SUPPLIED MATERIAL START

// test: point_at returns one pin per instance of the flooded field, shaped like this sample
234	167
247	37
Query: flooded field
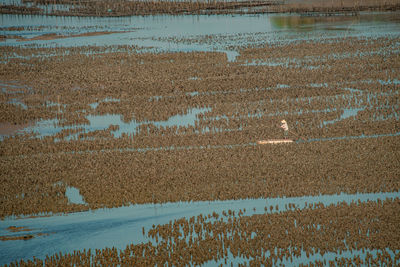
133	140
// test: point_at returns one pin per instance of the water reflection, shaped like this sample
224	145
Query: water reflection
102	122
119	227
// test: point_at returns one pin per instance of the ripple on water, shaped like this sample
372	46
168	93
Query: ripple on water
119	227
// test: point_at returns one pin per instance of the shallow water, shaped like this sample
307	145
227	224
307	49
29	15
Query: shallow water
159	31
102	122
119	227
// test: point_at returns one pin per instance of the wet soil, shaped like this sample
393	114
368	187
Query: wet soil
127	126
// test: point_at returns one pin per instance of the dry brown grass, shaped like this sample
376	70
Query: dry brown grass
128	8
263	239
216	158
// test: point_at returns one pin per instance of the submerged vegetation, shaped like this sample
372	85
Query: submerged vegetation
127	125
180	7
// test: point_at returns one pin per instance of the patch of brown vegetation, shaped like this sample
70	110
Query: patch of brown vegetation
262	239
216	157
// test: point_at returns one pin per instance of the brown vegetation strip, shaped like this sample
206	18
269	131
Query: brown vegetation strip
112	179
128	8
262	239
244	104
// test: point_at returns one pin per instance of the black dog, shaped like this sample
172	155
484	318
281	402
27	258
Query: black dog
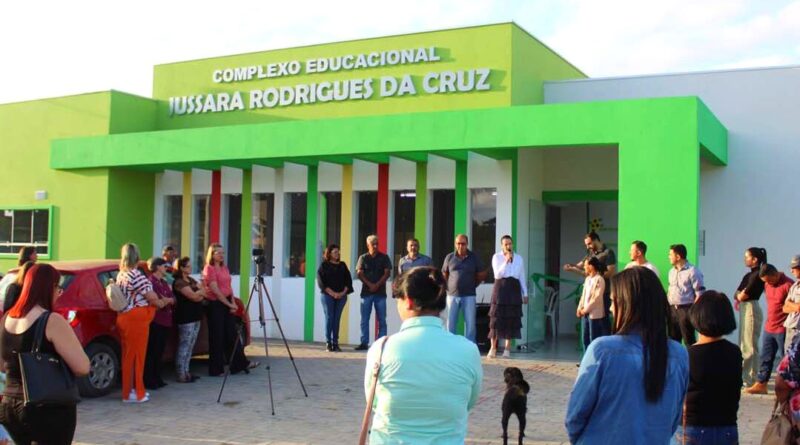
515	401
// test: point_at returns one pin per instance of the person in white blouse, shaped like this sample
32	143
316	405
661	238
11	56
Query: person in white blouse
509	293
591	309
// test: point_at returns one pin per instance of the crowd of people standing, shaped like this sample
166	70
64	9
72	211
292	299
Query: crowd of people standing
671	339
462	271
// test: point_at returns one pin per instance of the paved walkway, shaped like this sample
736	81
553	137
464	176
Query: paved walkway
187	413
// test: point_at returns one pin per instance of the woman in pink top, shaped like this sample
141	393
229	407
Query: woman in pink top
591	309
222	323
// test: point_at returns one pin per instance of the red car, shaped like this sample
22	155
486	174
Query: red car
83	303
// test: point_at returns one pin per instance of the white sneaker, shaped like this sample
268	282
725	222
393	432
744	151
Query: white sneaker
133	399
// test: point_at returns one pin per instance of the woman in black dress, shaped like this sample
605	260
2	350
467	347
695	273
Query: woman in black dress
335	282
510	292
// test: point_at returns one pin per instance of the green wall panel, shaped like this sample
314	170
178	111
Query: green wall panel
78	197
131	113
131	212
533	63
459	49
312	250
245	234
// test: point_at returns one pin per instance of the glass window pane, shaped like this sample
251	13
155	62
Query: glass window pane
367	220
233	241
333	218
483	206
173	221
442	225
262	235
6	229
6	220
201	231
296	205
22	227
404	202
40	222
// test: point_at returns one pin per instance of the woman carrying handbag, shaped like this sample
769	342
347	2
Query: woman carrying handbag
52	423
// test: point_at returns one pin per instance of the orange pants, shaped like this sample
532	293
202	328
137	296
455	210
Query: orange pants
134	327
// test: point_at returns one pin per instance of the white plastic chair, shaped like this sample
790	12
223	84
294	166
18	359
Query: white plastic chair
551	310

SUPPLIED MATERIAL END

### PROBLEM
Leave out the pictures and reproduce the rest of the records exactly.

### TASK OUTPUT
// test: point_at returns one pin per instance of the flooded field, shaped like this sample
234	167
247	37
Query: flooded field
133	140
// test: point_at returns one pin per instance of the water reflection, shaped like this sample
224	145
Query: water reflection
102	122
119	227
// test: point_at returns one pin per instance of the ripple on water, shaped like this sample
372	46
168	93
Query: ripple on water
119	227
// test: point_at returns one pin per instance of the shallow water, shaped like this sample
307	145
227	224
307	49
29	15
Query: shallow water
159	31
102	122
119	227
// test: point_at returns one pin per instance of the wet soil, shaped like this sample
393	114
368	187
Query: wet soil
127	126
// test: point_at returns one pin per instance of the dry brown grass, shaped like this sample
376	70
Query: dry brown grass
128	8
263	239
216	158
// test: point_at returns one pin per instance of the submerged vegetation, shaped like this sample
372	85
Query: submerged vegetation
127	125
180	7
// test: point_at returns one pin per instance of the patch of brown vegetation, shaped like this sample
70	110
Query: patch of brown vegetation
262	239
216	157
// test: point_at returns one pin per instance of the brown vegetation strip, shaped like this sample
206	18
269	131
Query: brown vegetation strip
112	179
128	8
262	239
244	104
// test: point_at returns one pin per instance of the black dog, shaped like this sample
172	155
484	318
281	402
27	258
Query: black dog
515	401
// test: point_at returns one pin per instance of the person in white blouse, shaped like this sample
32	143
316	405
661	238
11	56
Query: person in white blouse
509	293
591	309
// test: point_at returns one pin per instance of the crowd of people standing, shaped like this sample
166	70
64	9
72	211
292	299
Query: crowd of people standing
671	339
462	271
// test: point_at returns one pin per instance of the paved walkway, shaped like this sample
736	81
553	137
464	176
Query: paved walkway
187	413
// test: point_at returns one pin per instance of the woman in pink top, shaped like this sample
141	393
229	407
Query: woman in pink top
591	309
222	323
// test: point_at returns one pin per instance of the red car, shaped like this sample
22	155
486	174
Query: red car
83	303
// test: point_at returns one pin per instance of the white sneaker, shaped like this sample
268	282
725	222
393	432
744	151
Query: white sneaker
133	399
// test: point_at returns one pin per instance of the woman in black dress, shaped like this sample
605	260
2	350
467	347
695	273
Query: woman in black dress
335	282
510	292
// test: point_at returns one pin per instance of the green wall panel, shaped like this sample
314	170
178	111
Query: green wall panel
78	197
131	113
131	212
533	63
459	49
312	250
245	234
// test: point_at returns one pin per instance of the glass window pane, shaped like this sample
251	13
155	62
Query: glass window pane
367	220
233	241
333	218
483	206
173	221
442	225
262	235
6	229
6	220
201	231
296	205
22	227
404	202
40	222
// test: point_at returns one pin per instance of the woman carrying handbag, shaped like this sample
769	342
347	2
Query: woman carrying handbag
52	423
// test: point_at returns one pin per instance of the orange pants, shaped like this sample
532	293
202	328
137	296
455	210
Query: orange pants
134	327
// test: point_at returns one pin per instance of the white plastic chair, shaped like this sample
790	12
223	84
294	166
18	359
Query: white plastic chair
551	310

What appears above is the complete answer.